◆ **Page excerpt**
+++
Datawarehouse part 1
1)What is a datawarehouse?
In simplest terms,
A data warehouse is a computer system designed to store and analyze large amounts of data for an organization.
2)What does a datawarehouse do?
A data warehouse gathers data from different areas of an organization, such as Engineering, Legal, or Operations.
Then it integrates and stores that data and makes it available for analysis.
Similar to how a physical warehouse stores items and goods so that they are available to use later.
3)What makes a datawarehouse valuable enough that an organization will invest time and money in creating one?
Organizations implement data warehouses to support business intelligence activities,
such as deriving key performance indicators.
Analysts, Data Citizens, Data Scientists,
and anyone else who needs to analyze the organization uses the data
from the data warehouse as inputs for their analysis.
Their analyses lead to organizational decision-making,
with the goal of finding ways to innovate based on insights from their data.
To better understand these concepts, let's look at an example.
A hypothetical publicly traded company that sells fancy home office furniture.
Let's explore some common scenarios where its employees might utilize a data warehouse.
1)It might utilize its data warehouse for
product forecasting.
Their data warehouse aggregates their historical sales by customer and product,
which is needed to forecast future demand.
2)In addition, it has specific regulations and
governance it must adhere to as a publicly traded company.
+++
◆ **Recorded data**
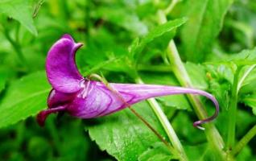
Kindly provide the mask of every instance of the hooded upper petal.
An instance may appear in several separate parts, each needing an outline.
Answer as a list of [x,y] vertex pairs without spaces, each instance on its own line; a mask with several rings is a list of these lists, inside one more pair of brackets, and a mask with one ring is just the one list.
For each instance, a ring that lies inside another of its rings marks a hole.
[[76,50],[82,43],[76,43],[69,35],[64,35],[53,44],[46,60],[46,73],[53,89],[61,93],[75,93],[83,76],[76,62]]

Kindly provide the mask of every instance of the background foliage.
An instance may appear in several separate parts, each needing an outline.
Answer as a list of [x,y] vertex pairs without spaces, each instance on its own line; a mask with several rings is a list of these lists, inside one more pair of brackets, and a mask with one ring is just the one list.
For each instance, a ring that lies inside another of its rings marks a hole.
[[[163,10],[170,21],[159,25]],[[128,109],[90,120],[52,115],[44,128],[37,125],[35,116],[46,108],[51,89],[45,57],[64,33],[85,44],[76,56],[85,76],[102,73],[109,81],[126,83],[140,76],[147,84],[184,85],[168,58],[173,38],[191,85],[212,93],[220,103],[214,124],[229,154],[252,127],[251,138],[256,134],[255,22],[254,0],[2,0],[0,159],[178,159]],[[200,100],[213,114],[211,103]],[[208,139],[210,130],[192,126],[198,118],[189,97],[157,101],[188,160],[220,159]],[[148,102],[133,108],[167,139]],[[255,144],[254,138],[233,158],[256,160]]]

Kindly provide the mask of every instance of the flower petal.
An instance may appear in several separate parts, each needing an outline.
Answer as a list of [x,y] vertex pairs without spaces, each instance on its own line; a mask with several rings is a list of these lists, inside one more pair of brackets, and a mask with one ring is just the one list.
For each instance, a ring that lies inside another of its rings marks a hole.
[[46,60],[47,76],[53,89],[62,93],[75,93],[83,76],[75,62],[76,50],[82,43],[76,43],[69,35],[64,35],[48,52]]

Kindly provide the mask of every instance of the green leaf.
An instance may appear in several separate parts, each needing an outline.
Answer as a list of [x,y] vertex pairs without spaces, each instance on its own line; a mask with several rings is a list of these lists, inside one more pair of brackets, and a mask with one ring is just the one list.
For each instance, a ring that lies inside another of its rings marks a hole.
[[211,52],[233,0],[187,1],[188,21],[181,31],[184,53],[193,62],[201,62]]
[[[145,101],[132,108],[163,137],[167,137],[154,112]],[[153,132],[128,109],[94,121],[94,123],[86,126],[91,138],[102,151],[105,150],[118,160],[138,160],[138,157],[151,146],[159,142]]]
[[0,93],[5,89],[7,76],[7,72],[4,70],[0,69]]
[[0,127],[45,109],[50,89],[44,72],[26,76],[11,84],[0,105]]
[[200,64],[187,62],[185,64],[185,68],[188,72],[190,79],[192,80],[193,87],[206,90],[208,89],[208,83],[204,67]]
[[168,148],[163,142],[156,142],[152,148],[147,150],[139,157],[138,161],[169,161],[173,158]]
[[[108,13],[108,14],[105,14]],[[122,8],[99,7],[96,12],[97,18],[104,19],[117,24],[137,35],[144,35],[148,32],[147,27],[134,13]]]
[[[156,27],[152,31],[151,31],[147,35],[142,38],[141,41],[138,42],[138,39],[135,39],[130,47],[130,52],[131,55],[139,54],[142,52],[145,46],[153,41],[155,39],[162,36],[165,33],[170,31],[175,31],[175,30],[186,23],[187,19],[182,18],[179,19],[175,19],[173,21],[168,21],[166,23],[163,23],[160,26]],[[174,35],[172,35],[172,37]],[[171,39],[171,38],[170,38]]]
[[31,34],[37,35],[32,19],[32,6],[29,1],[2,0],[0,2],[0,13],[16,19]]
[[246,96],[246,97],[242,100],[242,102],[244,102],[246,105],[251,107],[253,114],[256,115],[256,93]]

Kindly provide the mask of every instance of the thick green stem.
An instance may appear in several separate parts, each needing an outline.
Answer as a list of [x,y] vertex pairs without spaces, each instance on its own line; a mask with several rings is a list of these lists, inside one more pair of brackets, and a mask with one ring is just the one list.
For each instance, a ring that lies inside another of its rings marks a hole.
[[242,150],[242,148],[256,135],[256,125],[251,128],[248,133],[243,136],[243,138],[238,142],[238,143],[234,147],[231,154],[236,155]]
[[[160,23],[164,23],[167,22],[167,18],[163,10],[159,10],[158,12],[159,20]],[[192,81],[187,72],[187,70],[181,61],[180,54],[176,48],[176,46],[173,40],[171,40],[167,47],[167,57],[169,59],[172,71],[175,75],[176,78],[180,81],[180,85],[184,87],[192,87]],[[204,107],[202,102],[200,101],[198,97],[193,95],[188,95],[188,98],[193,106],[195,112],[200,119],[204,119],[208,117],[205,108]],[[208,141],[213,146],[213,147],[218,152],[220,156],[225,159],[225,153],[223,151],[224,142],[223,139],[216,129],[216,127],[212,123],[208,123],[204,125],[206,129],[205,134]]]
+++
Continue the data warehouse explainer from its last sentence, keeping it separate from the material above.

it's employees could
prepare reports from the data warehouse to provide to auditors.
3)The data warehouse could be used
to confirm it's adherence to the rules because the
data warehouse is a store of financial transactions and customer information.
4)Finally, through analysis of their sales, they noticed their sales growth is accelerating in Asia.
Therefore, HR and Operations might use their production and
employee data
to prepare for hiring more staff to support their sales growth in Asia.
4)How is a data warehouse different from Data-Lake and Data Marts?
1)Database
Most people are familiar with databases so we will start with them.
Databases use tables to store information in a structured way with rows and columns.
Organizations use databases to store the different transactions that happen within the organization.
We will call them transactional databases.
For example, when a company sells a good to a customer,
the information about that transaction is stored in a database.
Now let's look at a data warehouse.
2)Data warehouse
Data warehouses gather data from different areas of an organization, integrate it, and make it available for analysis.
They are built as a central data store for the entire organization, representing many departments. Therefore, there are many data sources as input to the data warehouse, including multiple databases or even non-databases such as a log file. All this data is collected, transformed if needed, and integrated into a structured format into the data warehouse in an ETL process or extract, transform, and load. We will talk more about ETL processes in a later video, but it is important to note that data in the data warehouse is structured into tables with rows and columns. This structure can make it complex to change because of upstream and downstream effects. Also, data warehouses are large, typically larger than 100 GB.
You might think, why not query the different transactional databases when performing an analysis versus using a data warehouse?
Running queries involving a large amount of data could take a very long time, possibly slowing down the database and restricting it from its primary purpose of recording transactions.
Now that we have discussed data warehouses let's discuss data marts.
3) Data marts
A data mart is a relational database that stores an organization's transactional data for analysis.
Data marts and data warehouses both hold structured data.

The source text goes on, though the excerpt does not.